> [Text]:
○ ○ ○ ○ ○ ○ ○

Angola 5 defendant gets new attorney

The presiding judge in the Angola 5 first-degree murder cases has
appointed a second New Orleans lawyer to represent
Barry Edge, the only defendant remaining to be tried
in the slaying of a prison security officer nearly 13 years ago.

Retired Orleans Parish District Judge Jerome M. Winsberg named veteran defense lawyer Nick Trenticosta as co-counsel for Edge, 52.

Trenticosta replaces Fred Kroenke, of Baton Rouge, who is no longer certified to handle death penalty cases in Louisiana.

The Louisiana Public Defender Board recently denied Kroenke’s capital case certification application.

The board’s decision became widely known Sept. 28, when the head of the East Baton Rouge Parish Public Defenders’ Office told a 19th Judicial District judge in Baton Rouge that Kroenke could no longer represent Richard Matthews, 55, of Slaughter.

Matthews is charged with two counts of first-degree murder and five counts of attempted first-degree murder in the Dec. 23, 2009, slaying of two clerical employees at Grady Crawford Construction Co. in Baton Rouge.

In any capital case in which a defendant is found to be indigent and his attorneys are
appointed by a court, the Louisiana Supreme Court has determined that the defendant must have two attorneys certified to handle capital cases — one designated as lead counsel and the other as associate counsel.

Capital, or first-degree murder, cases are those in which the death penalty is a possible punishment.

Edge and fellow inmates Jeffrey Cameron Clark, David Brown, Robert G. Carley and David Mathis were indicted on first-degree murder charges in the beating and stabbing death of security Capt. David C. Knapps, 49, during an attempted escape from Angola’s Camp D on Dec. 29, 1999.

○ ○ ○ ○ ○ ○ ○

> [Saved data entries]:

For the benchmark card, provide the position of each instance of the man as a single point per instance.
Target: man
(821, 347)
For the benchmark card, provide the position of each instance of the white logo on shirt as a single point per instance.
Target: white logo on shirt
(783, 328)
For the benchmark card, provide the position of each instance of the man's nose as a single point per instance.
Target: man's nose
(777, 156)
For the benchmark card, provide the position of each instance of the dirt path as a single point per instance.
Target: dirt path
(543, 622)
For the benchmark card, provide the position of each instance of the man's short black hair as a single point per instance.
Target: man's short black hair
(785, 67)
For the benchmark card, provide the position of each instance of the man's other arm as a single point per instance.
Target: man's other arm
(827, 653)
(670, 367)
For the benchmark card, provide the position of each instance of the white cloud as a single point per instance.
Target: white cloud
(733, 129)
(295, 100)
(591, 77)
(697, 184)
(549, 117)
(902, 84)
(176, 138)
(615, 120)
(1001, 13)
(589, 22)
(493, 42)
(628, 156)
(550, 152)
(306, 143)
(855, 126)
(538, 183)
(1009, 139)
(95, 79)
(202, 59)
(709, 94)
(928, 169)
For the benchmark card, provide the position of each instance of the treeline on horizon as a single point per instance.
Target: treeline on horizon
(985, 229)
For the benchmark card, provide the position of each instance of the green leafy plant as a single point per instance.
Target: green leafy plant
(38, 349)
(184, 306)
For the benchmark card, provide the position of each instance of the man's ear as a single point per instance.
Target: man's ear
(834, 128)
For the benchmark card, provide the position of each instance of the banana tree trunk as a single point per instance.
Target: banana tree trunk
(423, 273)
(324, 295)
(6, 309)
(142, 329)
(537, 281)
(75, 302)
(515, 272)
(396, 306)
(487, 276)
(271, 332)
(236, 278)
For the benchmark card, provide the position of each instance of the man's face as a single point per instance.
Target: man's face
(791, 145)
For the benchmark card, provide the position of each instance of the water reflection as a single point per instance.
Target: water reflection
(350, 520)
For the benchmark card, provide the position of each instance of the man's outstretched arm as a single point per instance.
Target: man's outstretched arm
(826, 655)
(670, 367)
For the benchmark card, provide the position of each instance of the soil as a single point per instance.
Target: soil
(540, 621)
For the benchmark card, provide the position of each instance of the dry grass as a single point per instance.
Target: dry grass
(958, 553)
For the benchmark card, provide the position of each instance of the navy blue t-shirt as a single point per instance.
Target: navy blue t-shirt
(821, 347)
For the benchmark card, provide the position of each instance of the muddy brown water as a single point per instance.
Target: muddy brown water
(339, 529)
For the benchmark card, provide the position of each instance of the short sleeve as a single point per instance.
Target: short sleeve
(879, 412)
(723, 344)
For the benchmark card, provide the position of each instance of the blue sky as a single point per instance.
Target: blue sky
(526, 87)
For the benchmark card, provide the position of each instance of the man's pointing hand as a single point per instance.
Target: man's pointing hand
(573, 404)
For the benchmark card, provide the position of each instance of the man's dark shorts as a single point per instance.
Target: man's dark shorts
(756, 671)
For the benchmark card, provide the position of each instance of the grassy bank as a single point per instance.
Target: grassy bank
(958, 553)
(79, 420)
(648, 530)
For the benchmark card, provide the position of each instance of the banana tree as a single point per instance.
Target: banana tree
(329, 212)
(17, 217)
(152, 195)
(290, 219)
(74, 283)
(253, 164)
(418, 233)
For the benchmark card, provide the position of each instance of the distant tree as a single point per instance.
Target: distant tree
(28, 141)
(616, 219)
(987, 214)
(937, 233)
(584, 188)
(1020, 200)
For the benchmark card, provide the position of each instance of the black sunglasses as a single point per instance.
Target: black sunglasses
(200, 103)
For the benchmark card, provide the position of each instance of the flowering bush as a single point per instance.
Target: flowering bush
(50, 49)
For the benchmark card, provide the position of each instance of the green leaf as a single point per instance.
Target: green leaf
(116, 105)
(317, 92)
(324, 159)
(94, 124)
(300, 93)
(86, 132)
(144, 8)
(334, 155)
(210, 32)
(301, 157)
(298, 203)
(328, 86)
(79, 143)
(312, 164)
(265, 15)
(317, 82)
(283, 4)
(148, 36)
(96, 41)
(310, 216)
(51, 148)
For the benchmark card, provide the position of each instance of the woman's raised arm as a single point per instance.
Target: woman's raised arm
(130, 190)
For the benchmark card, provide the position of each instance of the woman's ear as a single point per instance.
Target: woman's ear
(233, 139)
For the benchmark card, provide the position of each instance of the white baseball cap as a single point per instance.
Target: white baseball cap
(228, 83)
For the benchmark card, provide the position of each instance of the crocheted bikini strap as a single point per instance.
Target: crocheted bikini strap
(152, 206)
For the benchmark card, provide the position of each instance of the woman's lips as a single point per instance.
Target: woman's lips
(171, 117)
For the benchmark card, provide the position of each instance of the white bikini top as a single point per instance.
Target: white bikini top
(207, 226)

○ ○ ○ ○ ○ ○ ○

> [What you need to do]:
**a.** Output the passage of the Angola 5 article that begins at the words "Trenticosta replaces Fred" and stops after "case certification application.", copying it exactly.
**b.** According to the Angola 5 article, which lawyer did the presiding judge name as Barry Edge's new co-counsel?

> [Results for the exercise]:
**a.**
Trenticosta replaces Fred Kroenke, of Baton Rouge, who is no longer certified to handle death penalty cases in Louisiana.

The Louisiana Public Defender Board recently denied Kroenke’s capital case certification application.

**b.** Nick Trenticosta